* **Stored data entries**:
(begin)
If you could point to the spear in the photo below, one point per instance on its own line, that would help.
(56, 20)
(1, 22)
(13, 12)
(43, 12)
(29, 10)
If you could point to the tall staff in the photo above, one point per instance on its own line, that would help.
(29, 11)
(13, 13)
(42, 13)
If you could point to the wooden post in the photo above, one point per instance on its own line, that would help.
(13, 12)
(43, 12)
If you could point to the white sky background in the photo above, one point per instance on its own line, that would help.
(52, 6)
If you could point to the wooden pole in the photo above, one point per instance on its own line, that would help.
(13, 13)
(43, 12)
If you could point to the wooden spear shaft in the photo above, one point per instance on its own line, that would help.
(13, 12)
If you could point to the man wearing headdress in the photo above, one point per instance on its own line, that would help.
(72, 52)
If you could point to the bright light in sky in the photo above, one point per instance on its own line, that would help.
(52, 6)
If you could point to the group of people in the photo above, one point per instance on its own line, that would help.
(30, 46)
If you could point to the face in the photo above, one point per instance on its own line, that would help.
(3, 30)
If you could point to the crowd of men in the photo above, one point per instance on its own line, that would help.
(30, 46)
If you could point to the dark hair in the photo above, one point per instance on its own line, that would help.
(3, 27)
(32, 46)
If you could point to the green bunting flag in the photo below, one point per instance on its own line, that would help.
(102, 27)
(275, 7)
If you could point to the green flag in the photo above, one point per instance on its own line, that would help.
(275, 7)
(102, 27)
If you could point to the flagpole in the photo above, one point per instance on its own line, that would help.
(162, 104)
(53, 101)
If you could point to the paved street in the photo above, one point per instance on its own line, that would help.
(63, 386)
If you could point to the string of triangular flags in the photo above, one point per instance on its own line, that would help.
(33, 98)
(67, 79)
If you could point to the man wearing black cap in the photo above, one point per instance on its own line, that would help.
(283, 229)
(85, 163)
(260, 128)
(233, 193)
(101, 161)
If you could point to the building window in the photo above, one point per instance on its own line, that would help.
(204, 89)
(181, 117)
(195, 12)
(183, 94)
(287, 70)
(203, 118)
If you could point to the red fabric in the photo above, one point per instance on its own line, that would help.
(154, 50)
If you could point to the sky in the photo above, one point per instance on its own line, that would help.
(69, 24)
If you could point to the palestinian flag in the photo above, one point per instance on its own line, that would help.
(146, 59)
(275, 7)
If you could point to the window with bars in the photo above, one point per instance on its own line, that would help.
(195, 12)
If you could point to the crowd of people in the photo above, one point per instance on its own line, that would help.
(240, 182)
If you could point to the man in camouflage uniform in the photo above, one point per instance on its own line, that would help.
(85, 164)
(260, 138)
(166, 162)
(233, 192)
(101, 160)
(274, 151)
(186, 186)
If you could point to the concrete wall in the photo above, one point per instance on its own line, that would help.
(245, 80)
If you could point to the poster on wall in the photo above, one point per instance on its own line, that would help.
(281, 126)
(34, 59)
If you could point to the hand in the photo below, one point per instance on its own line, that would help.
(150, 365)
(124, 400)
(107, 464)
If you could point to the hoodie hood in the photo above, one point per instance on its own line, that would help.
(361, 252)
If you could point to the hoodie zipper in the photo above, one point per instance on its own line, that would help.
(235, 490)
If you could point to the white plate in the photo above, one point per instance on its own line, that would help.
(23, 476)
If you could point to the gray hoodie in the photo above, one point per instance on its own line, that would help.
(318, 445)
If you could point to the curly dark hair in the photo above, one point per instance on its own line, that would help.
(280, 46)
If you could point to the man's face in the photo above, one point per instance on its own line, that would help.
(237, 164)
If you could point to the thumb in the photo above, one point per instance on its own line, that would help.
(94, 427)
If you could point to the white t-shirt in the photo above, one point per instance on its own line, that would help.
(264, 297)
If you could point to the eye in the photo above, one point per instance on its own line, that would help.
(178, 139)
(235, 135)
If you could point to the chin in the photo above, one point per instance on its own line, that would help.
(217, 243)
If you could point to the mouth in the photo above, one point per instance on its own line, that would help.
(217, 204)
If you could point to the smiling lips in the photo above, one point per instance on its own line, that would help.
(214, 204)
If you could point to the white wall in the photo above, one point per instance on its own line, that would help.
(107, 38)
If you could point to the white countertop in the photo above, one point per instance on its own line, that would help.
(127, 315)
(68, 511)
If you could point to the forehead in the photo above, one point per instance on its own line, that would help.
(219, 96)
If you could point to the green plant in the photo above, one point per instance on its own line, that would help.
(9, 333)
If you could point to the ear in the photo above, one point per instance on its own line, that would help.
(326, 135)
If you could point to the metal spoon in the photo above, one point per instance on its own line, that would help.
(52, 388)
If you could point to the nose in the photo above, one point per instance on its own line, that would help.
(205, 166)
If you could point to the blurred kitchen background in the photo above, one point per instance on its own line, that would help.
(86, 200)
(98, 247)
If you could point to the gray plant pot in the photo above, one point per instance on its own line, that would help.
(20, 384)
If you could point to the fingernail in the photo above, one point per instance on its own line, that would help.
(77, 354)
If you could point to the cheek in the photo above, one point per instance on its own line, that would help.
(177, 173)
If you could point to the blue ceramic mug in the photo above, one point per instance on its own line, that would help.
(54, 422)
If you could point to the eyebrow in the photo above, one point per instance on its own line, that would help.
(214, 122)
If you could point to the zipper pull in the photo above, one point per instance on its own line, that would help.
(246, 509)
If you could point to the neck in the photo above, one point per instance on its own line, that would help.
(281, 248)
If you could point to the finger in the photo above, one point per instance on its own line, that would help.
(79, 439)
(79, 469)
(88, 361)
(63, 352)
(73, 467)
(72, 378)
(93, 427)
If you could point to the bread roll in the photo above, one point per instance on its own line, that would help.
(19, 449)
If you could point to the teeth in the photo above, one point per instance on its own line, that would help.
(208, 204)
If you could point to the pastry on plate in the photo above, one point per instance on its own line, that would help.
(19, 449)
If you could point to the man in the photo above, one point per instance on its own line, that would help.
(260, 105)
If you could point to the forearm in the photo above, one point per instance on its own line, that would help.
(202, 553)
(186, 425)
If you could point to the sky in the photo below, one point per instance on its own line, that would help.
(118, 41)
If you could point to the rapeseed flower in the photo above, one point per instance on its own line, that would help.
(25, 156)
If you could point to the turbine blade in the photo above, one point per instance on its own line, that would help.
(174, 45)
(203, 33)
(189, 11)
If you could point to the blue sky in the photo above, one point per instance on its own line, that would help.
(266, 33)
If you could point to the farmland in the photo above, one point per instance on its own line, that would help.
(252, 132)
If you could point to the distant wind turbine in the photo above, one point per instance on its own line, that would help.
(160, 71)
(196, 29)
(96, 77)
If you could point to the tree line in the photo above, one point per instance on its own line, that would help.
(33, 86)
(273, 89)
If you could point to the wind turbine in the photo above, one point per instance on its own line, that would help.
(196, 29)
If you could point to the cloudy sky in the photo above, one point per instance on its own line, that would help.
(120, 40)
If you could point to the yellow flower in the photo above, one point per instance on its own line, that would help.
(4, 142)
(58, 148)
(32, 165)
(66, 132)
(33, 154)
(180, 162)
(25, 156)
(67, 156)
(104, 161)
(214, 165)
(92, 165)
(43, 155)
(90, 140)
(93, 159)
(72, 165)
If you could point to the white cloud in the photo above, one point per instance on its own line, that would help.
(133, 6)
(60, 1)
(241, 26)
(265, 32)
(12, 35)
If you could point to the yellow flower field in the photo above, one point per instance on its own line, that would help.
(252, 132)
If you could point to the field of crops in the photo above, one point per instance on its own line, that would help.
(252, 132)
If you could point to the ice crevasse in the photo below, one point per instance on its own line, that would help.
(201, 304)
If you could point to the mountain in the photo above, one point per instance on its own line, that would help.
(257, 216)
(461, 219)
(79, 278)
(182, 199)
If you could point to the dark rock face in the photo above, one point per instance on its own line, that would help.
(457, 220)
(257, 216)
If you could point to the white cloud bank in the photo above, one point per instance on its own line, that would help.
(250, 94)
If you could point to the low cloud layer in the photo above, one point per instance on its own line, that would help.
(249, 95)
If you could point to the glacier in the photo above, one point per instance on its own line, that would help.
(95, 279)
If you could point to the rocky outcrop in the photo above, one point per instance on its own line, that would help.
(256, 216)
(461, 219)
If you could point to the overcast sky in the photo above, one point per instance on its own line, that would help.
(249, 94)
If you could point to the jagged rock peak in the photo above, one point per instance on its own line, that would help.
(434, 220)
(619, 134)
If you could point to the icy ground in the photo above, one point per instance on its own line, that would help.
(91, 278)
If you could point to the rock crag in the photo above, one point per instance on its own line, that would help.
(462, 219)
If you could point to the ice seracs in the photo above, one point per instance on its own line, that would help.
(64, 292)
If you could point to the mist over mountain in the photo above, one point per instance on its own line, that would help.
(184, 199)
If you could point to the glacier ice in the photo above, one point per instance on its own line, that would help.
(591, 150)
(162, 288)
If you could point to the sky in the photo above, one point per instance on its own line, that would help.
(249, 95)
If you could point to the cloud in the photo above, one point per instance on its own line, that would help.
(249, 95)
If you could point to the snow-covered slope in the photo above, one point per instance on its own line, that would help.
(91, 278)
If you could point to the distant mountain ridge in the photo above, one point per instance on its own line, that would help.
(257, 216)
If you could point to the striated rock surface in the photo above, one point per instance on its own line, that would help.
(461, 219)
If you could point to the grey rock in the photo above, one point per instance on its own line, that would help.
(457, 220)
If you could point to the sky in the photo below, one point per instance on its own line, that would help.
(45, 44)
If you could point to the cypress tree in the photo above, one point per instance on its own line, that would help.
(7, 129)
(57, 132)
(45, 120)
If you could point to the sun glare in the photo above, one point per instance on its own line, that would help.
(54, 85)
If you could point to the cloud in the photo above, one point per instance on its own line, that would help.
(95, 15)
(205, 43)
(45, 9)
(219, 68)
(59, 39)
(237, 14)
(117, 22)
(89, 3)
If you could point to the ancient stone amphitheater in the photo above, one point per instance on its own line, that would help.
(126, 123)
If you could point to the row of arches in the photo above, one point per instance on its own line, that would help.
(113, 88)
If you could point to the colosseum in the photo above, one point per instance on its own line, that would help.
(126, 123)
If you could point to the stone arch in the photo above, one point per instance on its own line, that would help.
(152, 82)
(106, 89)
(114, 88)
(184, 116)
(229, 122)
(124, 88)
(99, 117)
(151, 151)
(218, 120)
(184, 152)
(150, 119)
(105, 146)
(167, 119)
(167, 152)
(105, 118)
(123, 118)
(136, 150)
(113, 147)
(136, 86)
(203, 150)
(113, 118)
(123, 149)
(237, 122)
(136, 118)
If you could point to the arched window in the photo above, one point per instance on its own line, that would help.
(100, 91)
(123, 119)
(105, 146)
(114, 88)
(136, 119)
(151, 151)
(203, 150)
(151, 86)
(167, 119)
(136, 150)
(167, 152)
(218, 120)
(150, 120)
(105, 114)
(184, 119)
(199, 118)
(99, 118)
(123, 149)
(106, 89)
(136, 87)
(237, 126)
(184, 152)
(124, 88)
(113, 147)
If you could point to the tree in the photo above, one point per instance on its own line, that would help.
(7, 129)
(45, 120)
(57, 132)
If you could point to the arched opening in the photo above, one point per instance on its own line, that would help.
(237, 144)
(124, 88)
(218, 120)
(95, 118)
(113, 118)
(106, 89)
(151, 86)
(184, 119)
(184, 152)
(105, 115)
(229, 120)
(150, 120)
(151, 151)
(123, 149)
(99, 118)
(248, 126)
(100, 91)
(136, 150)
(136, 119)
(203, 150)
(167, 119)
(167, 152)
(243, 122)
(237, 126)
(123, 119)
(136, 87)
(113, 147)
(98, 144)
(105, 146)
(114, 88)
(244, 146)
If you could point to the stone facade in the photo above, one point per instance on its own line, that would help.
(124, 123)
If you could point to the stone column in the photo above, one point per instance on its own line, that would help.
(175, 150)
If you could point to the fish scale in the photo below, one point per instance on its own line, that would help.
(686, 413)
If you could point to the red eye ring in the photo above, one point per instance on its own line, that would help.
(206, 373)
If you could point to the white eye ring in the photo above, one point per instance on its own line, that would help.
(end)
* **WORK INSTRUCTIONS**:
Write out exactly the lines starting with the one that holds "If you could point to the arched opening" and running through the last line above.

* **EXERCISE SOLUTION**:
If you could point to the arched opening in the photo above, one point per instance on its own line, that would help.
(237, 144)
(124, 88)
(218, 120)
(95, 118)
(113, 118)
(106, 89)
(151, 86)
(184, 119)
(184, 152)
(105, 115)
(229, 120)
(150, 120)
(151, 151)
(123, 149)
(99, 118)
(248, 126)
(100, 91)
(136, 150)
(136, 119)
(203, 150)
(167, 119)
(167, 152)
(243, 122)
(237, 126)
(123, 119)
(136, 87)
(113, 147)
(98, 144)
(105, 146)
(114, 88)
(244, 146)
If you could point to the stone facade in the photo above, one point per instance on its own line, that would help.
(124, 123)
If you could point to the stone column in the photo above, one point per instance on its own line, that would help.
(175, 150)
If you could point to the fish scale in the photo below, one point per instance on its own line, that would help.
(686, 413)
If you could point to the red eye ring in the photo above, one point per instance on its own line, that would help.
(206, 373)
If you could point to the white eye ring in the photo above, one point per instance on its own line, that would help.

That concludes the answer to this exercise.